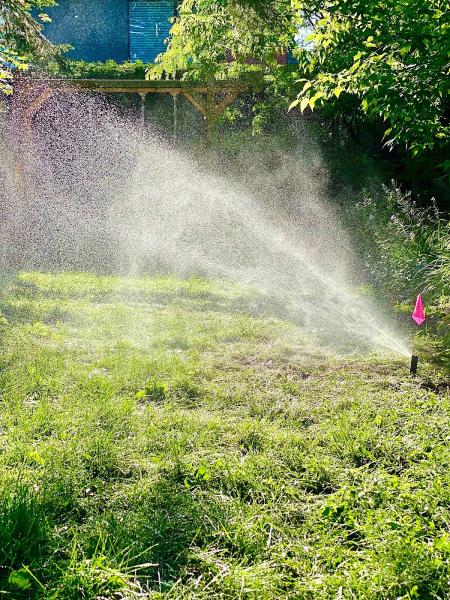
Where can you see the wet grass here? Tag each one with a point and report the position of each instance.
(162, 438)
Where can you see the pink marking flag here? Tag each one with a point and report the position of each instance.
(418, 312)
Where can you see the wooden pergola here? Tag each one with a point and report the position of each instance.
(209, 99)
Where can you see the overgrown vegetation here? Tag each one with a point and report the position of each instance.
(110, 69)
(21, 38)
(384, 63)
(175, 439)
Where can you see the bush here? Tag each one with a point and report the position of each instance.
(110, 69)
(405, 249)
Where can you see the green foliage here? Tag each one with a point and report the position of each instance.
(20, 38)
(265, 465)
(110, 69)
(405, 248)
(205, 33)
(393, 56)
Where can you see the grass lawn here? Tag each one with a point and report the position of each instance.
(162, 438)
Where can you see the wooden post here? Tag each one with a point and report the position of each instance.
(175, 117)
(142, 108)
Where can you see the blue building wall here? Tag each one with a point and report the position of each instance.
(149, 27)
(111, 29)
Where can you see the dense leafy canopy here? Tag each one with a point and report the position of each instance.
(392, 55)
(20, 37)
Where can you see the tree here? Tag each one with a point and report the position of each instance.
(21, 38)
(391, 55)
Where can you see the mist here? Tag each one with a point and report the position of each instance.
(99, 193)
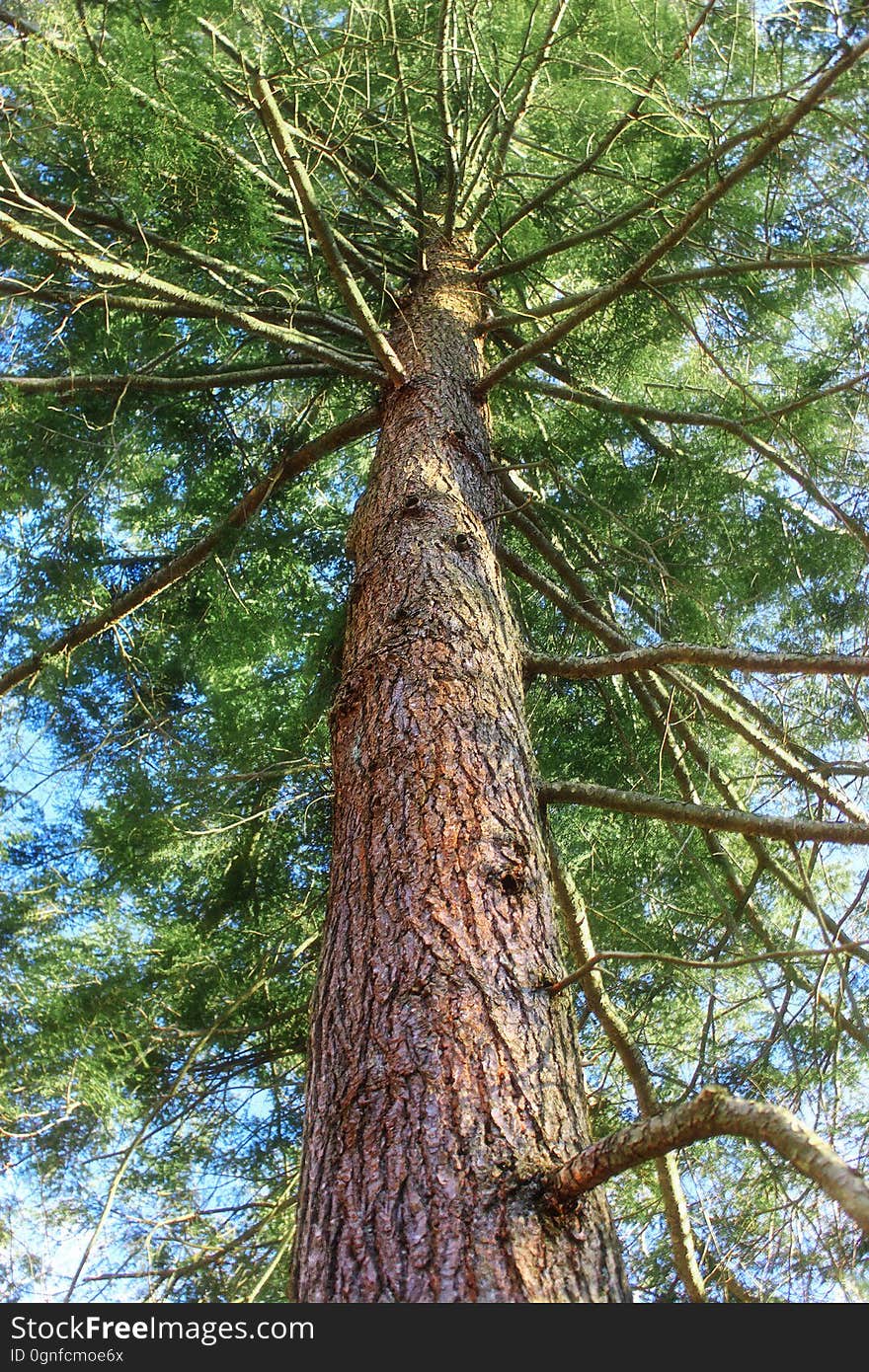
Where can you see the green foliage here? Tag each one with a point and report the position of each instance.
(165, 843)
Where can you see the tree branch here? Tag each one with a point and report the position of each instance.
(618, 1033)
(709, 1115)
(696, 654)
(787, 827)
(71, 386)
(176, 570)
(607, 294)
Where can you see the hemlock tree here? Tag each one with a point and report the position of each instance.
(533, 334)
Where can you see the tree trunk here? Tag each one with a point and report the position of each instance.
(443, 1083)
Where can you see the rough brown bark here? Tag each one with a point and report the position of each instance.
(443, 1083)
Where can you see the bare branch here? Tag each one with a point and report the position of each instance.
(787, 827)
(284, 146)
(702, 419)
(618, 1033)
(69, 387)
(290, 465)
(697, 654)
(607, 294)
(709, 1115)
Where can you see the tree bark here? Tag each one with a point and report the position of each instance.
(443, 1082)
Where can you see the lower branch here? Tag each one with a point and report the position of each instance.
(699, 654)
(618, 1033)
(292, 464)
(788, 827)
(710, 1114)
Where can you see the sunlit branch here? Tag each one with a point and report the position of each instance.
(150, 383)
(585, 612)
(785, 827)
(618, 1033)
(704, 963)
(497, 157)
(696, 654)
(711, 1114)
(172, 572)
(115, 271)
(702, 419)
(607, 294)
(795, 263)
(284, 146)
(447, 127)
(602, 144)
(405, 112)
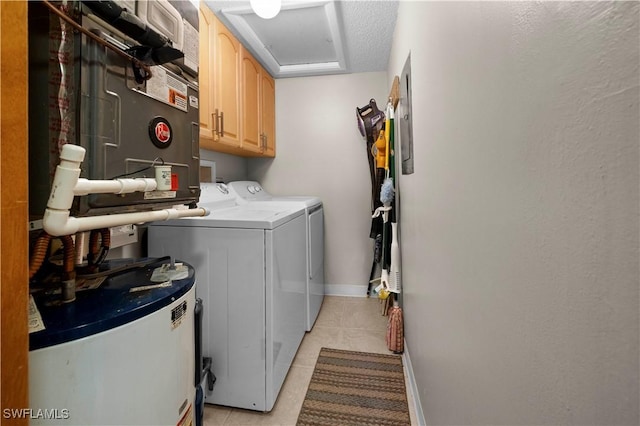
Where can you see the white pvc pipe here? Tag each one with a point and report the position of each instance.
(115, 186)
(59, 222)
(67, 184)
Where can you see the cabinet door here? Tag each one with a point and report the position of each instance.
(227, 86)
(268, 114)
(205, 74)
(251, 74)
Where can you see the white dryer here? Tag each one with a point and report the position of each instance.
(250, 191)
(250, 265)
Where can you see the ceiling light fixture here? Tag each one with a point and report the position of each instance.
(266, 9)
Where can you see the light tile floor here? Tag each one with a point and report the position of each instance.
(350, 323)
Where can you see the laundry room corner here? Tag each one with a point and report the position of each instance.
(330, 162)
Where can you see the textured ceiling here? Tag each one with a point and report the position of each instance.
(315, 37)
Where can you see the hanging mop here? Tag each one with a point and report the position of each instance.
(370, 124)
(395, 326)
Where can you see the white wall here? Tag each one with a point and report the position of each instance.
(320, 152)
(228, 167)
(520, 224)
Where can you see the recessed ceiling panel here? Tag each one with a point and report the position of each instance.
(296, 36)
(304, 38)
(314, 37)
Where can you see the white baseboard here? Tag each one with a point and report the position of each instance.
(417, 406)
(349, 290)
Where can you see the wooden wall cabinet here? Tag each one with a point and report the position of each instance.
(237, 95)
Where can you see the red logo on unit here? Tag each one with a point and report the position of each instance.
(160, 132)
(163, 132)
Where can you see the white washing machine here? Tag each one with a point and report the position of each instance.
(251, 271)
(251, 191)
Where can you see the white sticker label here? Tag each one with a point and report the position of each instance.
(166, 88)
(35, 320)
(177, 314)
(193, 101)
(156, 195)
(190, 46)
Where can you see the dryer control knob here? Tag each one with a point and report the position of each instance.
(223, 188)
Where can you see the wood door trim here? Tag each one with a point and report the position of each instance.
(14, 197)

┄┄┄┄┄┄

• TASK OBJECTIVE:
Repeat, with no changes, each line from the one with "Where can you see the wooden wall" to the end of the listing, including both ends and nothing else.

• EXERCISE SOLUTION:
Where can you see the wooden wall cabinet here? Tag each one with a point and report the position of each instance.
(237, 95)
Where can you see the red logo on unit here? Tag each one with a point and report the position of each instance.
(160, 132)
(163, 132)
Where can you see the white washing machine here? Tag each one with a point and report the position of each instance.
(251, 271)
(251, 191)
Where can you see the white sticker label here? Tag each one with a point and report the position of each instance.
(166, 88)
(35, 320)
(177, 314)
(193, 101)
(156, 195)
(190, 46)
Where can you see the dryer control knob here? Tag each one with a point and report the position of each instance.
(223, 188)
Where can you see the wood door trim here? Tag each one with a point and report the position of each instance.
(14, 197)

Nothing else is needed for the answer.